→ PAGE EXTRACT
The Dafny development consists of 8 source files:

1. utils.dfy contains generally useful definitions and lemmas, such as the definition of exponentiation (pow);

2. formula.dfy contains the definition of the FormulaT data type and related functions and lemmas such as validFormulaT, truthValue, maxVar;

3. cnf.dfy contains the verified implementation of the textbook algorithm for finding the CNF (with functions/methods such as convertToCNF or applyRule);

4. cnfformula.dfy contains various items concerning the representation of CNF formulae as elements of type seq<seq >, such as the predicates validLiteral, validCnfFormula, truthValueCnfFormula;

5. tseitin.dfy contains the entry point (tseitin) to Tseitin's transformation, together with the main implementatino tseitinCnf;

6. it relies on tseitinproofs.dfy, which contains lemmas that prove the invariant of tseitinCnf for all cases;

7. both of the modules above rely on tseitincore.dfy, which contains definitions useful in both the algorithm and its proof, such as the set of clauses orClauses to be added for disjunctions;

8. main.dfy exercises the CNF transformation in a Main method and can be used to obtain an executable;

9. Makefile to be used in the usual Unix-like manner.

Compilation

To compile (and verify) the development, it is sufficient to run:

dafny /verifySeparately *.dfy

We have verified the source code with Dafny version 3.0.0.20820, but some earlier versions should work as well.

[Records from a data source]

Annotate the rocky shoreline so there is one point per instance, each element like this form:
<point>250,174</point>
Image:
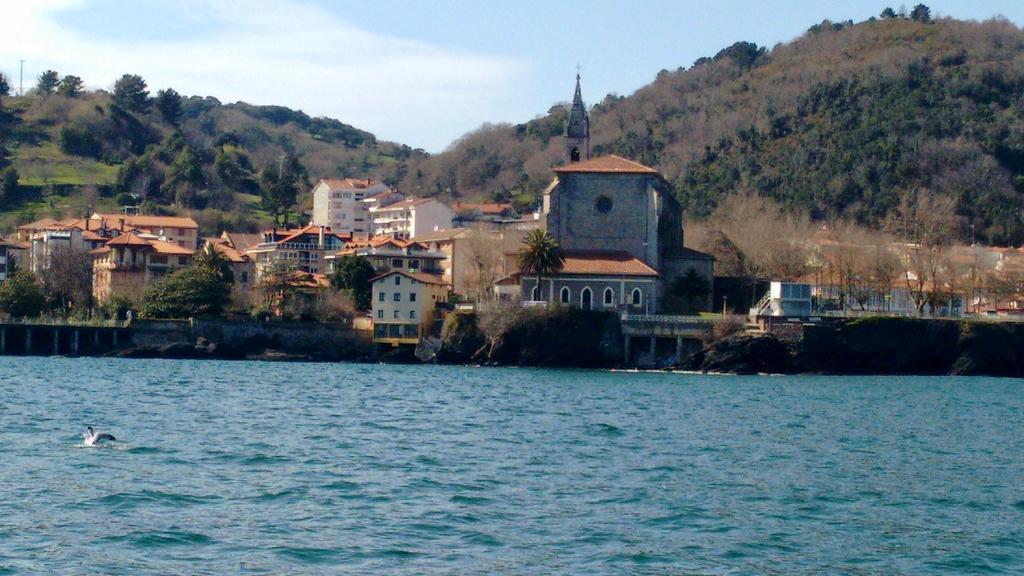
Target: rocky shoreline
<point>873,345</point>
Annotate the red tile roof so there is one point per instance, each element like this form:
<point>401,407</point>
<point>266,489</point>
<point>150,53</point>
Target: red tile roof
<point>604,262</point>
<point>487,208</point>
<point>349,182</point>
<point>607,164</point>
<point>128,240</point>
<point>147,221</point>
<point>440,235</point>
<point>407,203</point>
<point>424,278</point>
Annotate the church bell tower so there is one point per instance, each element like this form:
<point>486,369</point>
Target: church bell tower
<point>578,129</point>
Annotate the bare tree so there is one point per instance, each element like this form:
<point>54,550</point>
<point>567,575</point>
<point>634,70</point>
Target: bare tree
<point>68,279</point>
<point>483,252</point>
<point>927,224</point>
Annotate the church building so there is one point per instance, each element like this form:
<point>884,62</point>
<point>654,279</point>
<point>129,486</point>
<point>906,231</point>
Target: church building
<point>621,230</point>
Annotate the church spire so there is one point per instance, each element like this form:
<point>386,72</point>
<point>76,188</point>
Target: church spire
<point>578,128</point>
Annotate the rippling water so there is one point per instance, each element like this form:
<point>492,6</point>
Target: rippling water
<point>269,468</point>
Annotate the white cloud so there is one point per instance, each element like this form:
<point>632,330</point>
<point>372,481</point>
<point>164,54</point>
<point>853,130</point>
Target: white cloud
<point>283,52</point>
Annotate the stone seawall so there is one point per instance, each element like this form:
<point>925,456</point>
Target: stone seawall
<point>876,345</point>
<point>219,338</point>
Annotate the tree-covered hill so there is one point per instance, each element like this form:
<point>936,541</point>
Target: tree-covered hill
<point>72,150</point>
<point>839,123</point>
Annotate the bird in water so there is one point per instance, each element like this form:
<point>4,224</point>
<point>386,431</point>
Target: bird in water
<point>92,439</point>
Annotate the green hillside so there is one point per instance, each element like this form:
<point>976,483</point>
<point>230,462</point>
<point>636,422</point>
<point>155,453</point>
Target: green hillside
<point>205,159</point>
<point>837,123</point>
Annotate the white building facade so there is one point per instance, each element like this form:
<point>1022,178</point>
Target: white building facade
<point>411,217</point>
<point>338,204</point>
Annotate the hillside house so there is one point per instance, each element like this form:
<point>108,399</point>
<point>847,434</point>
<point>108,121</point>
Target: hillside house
<point>411,217</point>
<point>299,249</point>
<point>339,204</point>
<point>406,306</point>
<point>129,263</point>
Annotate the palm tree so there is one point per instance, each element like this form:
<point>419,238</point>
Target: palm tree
<point>542,255</point>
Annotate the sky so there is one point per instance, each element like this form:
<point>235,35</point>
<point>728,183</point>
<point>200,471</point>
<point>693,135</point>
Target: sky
<point>417,73</point>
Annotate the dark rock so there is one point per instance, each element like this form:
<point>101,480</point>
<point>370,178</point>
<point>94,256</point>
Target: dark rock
<point>743,354</point>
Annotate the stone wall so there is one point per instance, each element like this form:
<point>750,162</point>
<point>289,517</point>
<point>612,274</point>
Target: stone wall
<point>235,339</point>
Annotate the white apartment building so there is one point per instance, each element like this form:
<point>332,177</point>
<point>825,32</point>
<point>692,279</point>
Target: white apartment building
<point>411,217</point>
<point>338,204</point>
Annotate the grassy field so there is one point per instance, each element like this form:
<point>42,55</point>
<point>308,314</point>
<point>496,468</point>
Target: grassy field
<point>45,164</point>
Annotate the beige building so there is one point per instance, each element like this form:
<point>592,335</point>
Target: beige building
<point>11,255</point>
<point>176,230</point>
<point>129,263</point>
<point>339,204</point>
<point>300,249</point>
<point>386,253</point>
<point>411,217</point>
<point>243,266</point>
<point>404,306</point>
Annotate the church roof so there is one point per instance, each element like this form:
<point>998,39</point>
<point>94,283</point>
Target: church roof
<point>579,124</point>
<point>610,164</point>
<point>603,262</point>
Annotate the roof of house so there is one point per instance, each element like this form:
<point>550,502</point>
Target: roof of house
<point>423,278</point>
<point>150,221</point>
<point>440,235</point>
<point>290,235</point>
<point>12,244</point>
<point>607,164</point>
<point>408,203</point>
<point>241,241</point>
<point>170,249</point>
<point>486,208</point>
<point>603,262</point>
<point>349,182</point>
<point>43,223</point>
<point>128,240</point>
<point>158,246</point>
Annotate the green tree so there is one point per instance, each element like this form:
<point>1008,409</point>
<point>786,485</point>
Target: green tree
<point>22,295</point>
<point>692,288</point>
<point>79,140</point>
<point>184,178</point>
<point>353,275</point>
<point>921,13</point>
<point>48,82</point>
<point>197,290</point>
<point>210,257</point>
<point>71,86</point>
<point>169,106</point>
<point>130,93</point>
<point>280,186</point>
<point>9,191</point>
<point>541,255</point>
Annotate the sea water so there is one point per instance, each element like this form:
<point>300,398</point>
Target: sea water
<point>336,468</point>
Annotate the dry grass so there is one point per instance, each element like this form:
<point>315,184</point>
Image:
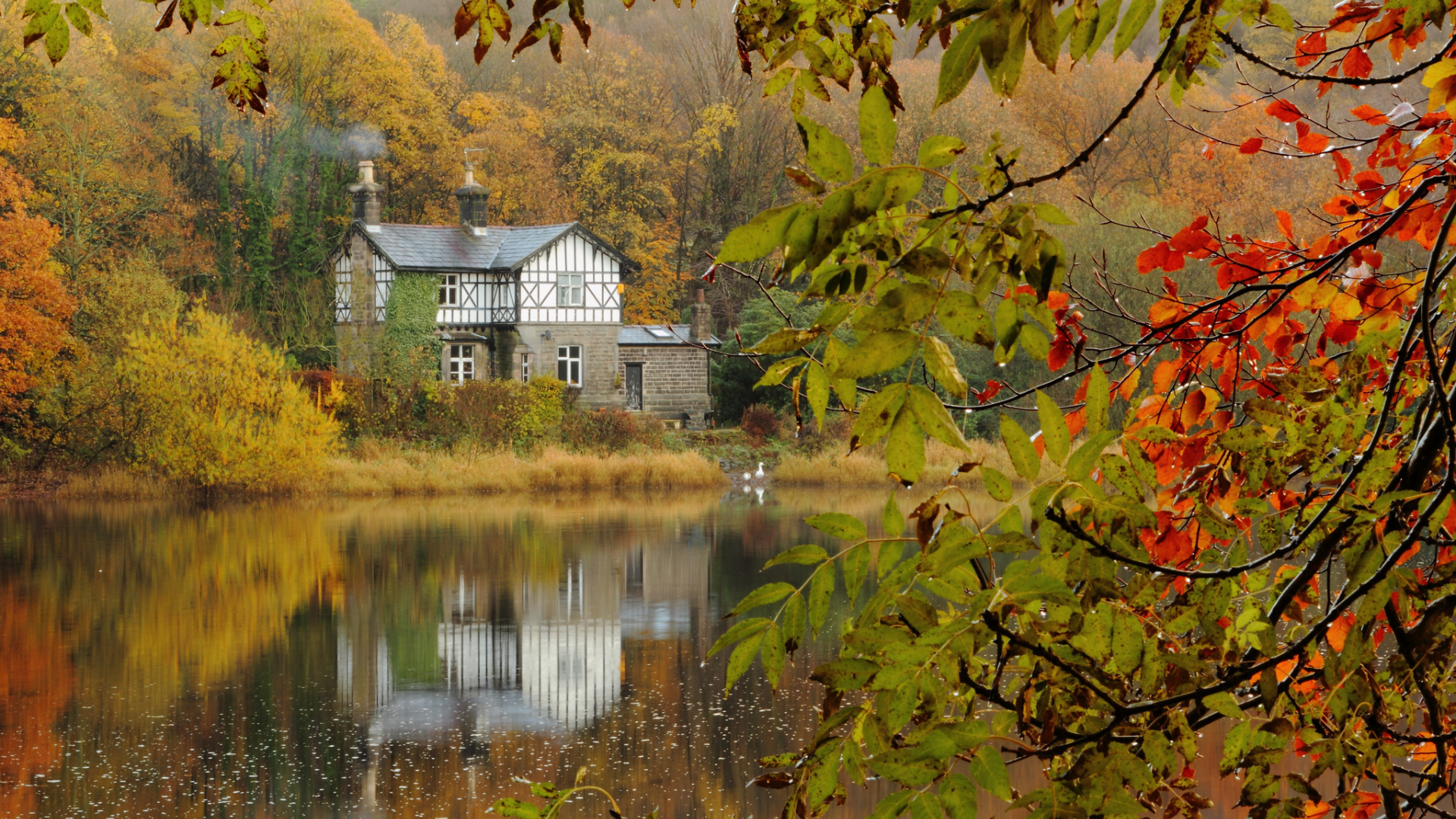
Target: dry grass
<point>384,469</point>
<point>867,466</point>
<point>381,469</point>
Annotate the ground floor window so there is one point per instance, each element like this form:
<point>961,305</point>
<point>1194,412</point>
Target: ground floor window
<point>462,363</point>
<point>568,365</point>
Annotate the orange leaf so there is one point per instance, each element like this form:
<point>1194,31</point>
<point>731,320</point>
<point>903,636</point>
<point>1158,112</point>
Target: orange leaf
<point>1370,115</point>
<point>1356,63</point>
<point>1286,223</point>
<point>1313,143</point>
<point>1285,111</point>
<point>1338,630</point>
<point>1164,376</point>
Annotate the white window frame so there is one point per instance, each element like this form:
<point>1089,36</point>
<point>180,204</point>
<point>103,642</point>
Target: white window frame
<point>571,290</point>
<point>568,363</point>
<point>462,363</point>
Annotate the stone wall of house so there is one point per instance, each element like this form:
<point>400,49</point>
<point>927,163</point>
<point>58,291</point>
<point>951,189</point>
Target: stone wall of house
<point>674,381</point>
<point>601,384</point>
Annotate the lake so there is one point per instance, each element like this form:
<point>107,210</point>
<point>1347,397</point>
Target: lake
<point>403,657</point>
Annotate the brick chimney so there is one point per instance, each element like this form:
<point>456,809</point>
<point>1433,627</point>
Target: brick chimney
<point>473,202</point>
<point>367,194</point>
<point>702,327</point>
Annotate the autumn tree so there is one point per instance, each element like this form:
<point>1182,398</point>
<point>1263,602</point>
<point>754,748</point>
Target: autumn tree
<point>1248,516</point>
<point>34,308</point>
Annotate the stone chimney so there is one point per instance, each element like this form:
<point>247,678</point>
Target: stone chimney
<point>473,202</point>
<point>367,194</point>
<point>702,327</point>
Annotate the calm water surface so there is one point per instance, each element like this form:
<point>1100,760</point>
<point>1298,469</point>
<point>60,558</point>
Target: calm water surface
<point>403,657</point>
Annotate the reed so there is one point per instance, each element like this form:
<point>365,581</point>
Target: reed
<point>867,466</point>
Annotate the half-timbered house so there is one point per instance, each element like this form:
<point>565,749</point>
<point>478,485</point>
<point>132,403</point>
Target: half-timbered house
<point>517,302</point>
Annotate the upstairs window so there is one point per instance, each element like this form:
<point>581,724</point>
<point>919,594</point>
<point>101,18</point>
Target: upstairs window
<point>570,290</point>
<point>462,363</point>
<point>568,365</point>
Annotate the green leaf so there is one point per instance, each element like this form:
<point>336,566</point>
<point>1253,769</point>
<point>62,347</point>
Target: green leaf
<point>785,340</point>
<point>742,657</point>
<point>989,771</point>
<point>905,447</point>
<point>938,152</point>
<point>1128,643</point>
<point>57,41</point>
<point>805,554</point>
<point>837,525</point>
<point>739,632</point>
<point>1098,398</point>
<point>996,484</point>
<point>79,18</point>
<point>820,592</point>
<point>1225,704</point>
<point>1055,433</point>
<point>1018,445</point>
<point>941,363</point>
<point>794,618</point>
<point>877,127</point>
<point>893,805</point>
<point>967,319</point>
<point>1106,22</point>
<point>959,64</point>
<point>762,596</point>
<point>934,419</point>
<point>1087,457</point>
<point>877,353</point>
<point>816,385</point>
<point>1131,25</point>
<point>826,153</point>
<point>892,519</point>
<point>1034,341</point>
<point>761,237</point>
<point>877,416</point>
<point>1052,215</point>
<point>774,657</point>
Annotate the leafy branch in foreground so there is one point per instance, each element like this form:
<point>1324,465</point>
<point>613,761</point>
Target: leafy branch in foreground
<point>1264,537</point>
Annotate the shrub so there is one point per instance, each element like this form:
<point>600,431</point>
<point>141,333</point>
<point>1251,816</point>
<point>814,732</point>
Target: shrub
<point>609,430</point>
<point>759,423</point>
<point>216,409</point>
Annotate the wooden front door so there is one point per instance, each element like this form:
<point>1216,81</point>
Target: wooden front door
<point>634,387</point>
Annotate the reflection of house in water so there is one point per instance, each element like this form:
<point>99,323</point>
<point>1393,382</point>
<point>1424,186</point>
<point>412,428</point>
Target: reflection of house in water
<point>530,656</point>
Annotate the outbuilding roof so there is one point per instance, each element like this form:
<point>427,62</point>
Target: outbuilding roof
<point>660,334</point>
<point>447,248</point>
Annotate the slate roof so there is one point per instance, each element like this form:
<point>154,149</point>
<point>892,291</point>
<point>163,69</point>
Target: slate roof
<point>449,248</point>
<point>639,335</point>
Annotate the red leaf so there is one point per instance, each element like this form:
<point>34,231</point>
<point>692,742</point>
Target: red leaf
<point>1286,223</point>
<point>1285,111</point>
<point>1313,143</point>
<point>1356,63</point>
<point>1308,49</point>
<point>1370,115</point>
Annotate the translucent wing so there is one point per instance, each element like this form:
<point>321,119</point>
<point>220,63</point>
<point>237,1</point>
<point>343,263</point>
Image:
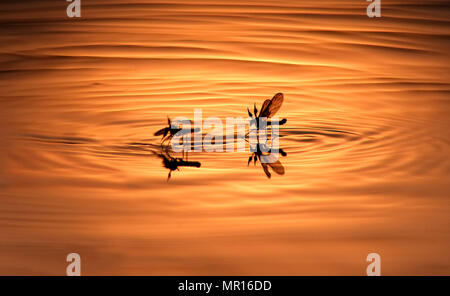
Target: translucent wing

→ WORK TO BE COMPLETED
Rewrite the paragraph that begins "We have verified the source code" in the page extract on the Dafny source files more briefly, keeping its main facts.

→ TASK ANSWER
The source code was verified with Dafny version 3.0.0.20820, though some earlier versions should also work.